* BEGIN TEXT SEGMENT *

Good Morning,

Overnight action in gold markets was relatively subdued, with Indian buyers mainly on the sidelines and other speculators largely holding off on making significant commitments ahead of testimony by Ben Bernanke this week. The US dollar continued to rise, reaching nearly 80.75 on the trade-weighted index as risk aversion remained the predominant theme among market players. The euro remained on the defensive, slipping to 1.357 against the US currency, while crude oil gave up more than $1.25 per barrel, sliding to $79.03 at last check.

Spot gold prices were confined to the $1105-$1120 range ahead of the opening of the New York Tuesday session and it is expected that locals will also focus on the upcoming Fed chief's input as well as Friday's GDP figures before making larger plays. Rally attempts in gold over recent session (admirable as they may be, given the impending IMF liquidations and the hike in the discount rate) have been truncated by the rising perception that gold investment demand continues to be lackluster.

This set of conditions comes at a time when seasonal and now outside impact factors are just beginning to be felt. Mitsubishi analyst Tom Kendall opined that: The market as a whole understands that this is the beginning of a [tightening] process that's going to emerge and will take several years to run to its conclusion in terms of tightening monetary policy again. But the issue is timing.

Spot metals dealing in New York opened on a mixed note this morning, with small losses in gold, which was quoted at $1112.00 per ounce - a drop of $0.60 per ounce as against a more modest gain in the US dollar (now at 80.64 on the index) and ahead of the release of US consumer sentiment data. Thus far, the yellow metal has seen support emerging near the $1100-1105 levels and players have expressed hope that such bridges of support could hold up for the time being.

Readings on German business sentiment, interpretation of UK central bank head Mervyn King comments, a sinking Case-Schiller US home price decline of 1.1% - all contributed to gains in the greenback and gold subsequently sank to $1106.90 within the first hour of trading. Call it the bitter almond whiff of deflation around the globe...

* END TEXT SEGMENT *

§ EXERCISE INSTRUCTIONS
A. Which people does the gold market commentary mention by name? List them all.
B. Answer these from the gold market commentary:
(i) What price did crude oil slide to at last check?
(ii) Which firm is Tom Kendall an analyst for?
(iii) By what percentage did the Case-Schiller US home price measure decline?
C. How would you put this sentence from the gold market commentary into Spanish: "Thus far, the yellow metal has seen support emerging near the $1100-1105 levels and players have expressed hope that such bridges of support could hold up for the time being."

* BEGIN INFORMATION SUPPLIED *

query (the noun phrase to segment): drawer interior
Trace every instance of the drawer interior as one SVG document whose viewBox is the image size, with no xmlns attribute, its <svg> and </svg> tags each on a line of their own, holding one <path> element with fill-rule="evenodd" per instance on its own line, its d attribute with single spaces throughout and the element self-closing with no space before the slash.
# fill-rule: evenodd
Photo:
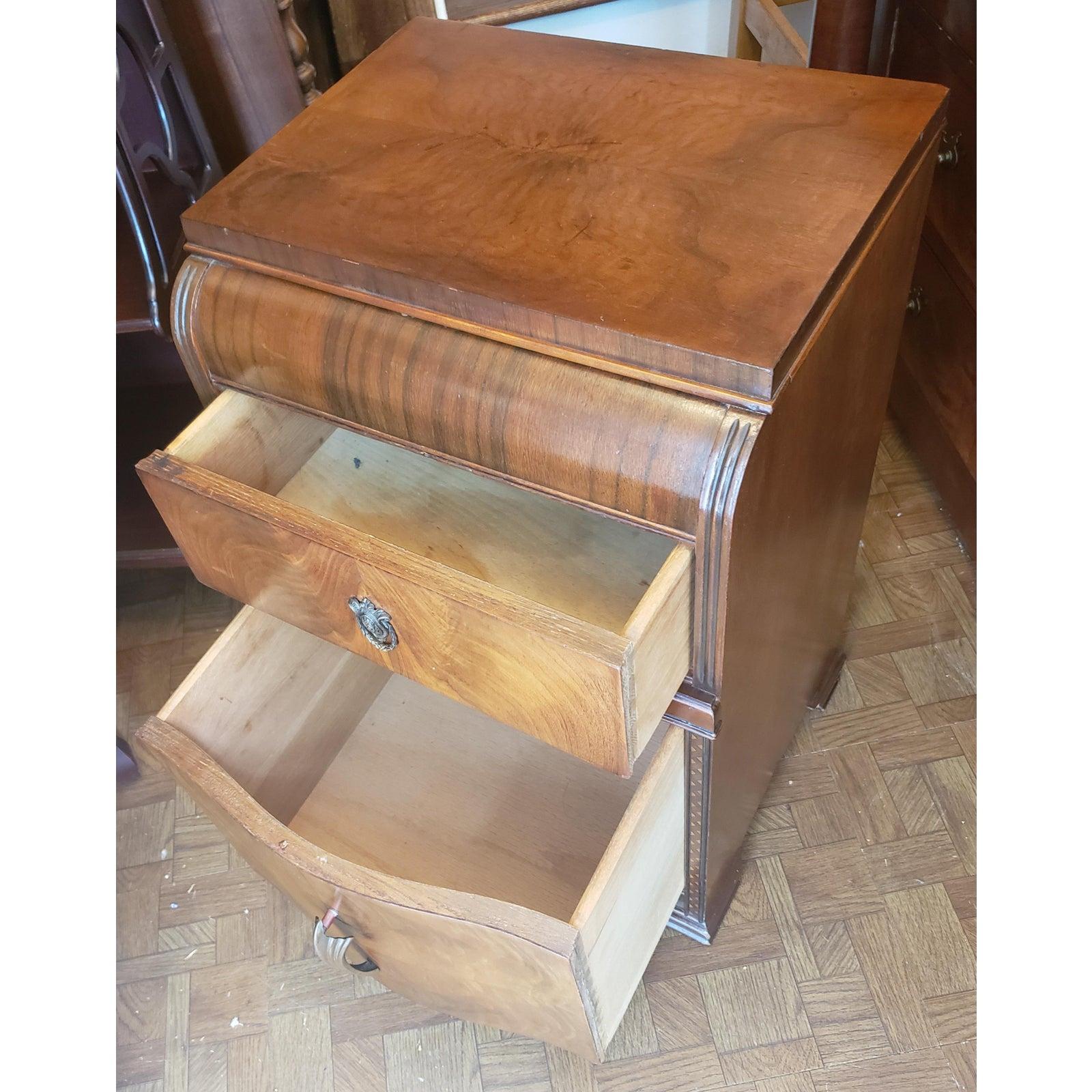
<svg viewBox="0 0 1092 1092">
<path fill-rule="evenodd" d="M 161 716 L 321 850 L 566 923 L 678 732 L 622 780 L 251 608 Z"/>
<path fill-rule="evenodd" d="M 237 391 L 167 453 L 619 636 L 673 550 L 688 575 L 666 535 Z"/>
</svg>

* END INFORMATION SUPPLIED *
* BEGIN INFORMATION SUPPLIED *

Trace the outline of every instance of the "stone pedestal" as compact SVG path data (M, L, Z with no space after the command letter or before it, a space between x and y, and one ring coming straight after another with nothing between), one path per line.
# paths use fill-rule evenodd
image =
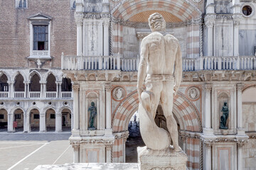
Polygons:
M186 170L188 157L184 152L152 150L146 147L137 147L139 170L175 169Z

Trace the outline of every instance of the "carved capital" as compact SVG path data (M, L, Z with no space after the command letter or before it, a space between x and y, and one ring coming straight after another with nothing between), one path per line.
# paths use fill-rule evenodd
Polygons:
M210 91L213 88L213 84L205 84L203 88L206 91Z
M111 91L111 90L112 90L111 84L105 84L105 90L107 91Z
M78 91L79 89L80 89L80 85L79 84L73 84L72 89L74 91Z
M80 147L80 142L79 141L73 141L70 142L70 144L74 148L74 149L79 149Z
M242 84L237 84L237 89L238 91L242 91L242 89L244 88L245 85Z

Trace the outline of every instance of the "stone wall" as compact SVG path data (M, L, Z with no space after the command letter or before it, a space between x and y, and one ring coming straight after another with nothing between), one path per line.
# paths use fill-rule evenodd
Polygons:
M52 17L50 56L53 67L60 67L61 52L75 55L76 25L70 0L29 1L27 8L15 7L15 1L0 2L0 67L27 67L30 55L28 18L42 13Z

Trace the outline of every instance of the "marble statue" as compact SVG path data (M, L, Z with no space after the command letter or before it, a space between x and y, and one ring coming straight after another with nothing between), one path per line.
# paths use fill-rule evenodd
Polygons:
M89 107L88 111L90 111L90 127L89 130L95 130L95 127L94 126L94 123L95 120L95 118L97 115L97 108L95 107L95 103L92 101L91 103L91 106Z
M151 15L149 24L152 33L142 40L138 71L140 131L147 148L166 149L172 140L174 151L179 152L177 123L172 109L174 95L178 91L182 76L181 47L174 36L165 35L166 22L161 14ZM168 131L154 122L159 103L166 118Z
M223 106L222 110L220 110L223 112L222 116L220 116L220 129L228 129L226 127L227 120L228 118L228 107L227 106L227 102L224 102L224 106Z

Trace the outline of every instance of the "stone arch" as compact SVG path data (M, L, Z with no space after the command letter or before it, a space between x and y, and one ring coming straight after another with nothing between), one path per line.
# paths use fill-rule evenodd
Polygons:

* END INFORMATION SUPPLIED *
* BEGIN INFORMATION SUPPLIED *

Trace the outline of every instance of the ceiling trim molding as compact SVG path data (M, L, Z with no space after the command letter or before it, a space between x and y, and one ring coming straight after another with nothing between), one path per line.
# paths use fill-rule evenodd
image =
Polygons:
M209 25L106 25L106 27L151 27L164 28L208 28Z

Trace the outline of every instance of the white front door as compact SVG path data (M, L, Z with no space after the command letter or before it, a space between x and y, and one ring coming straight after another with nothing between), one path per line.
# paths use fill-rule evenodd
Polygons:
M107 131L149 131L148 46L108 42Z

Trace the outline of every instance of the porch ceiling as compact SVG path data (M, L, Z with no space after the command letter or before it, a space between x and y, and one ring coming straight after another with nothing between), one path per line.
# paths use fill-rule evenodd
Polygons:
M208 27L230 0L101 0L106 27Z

* END INFORMATION SUPPLIED *

§ OUTPUTS
A. Ben Bernanke, Tom Kendall, Mervyn King

B.
(i) $79.03
(ii) Mitsubishi
(iii) 1.1%

C. Hasta ahora, el metal amarillo ha visto surgir soporte cerca de los niveles de $1100-1105, y los participantes han expresado la esperanza de que esos puentes de soporte puedan mantenerse por el momento.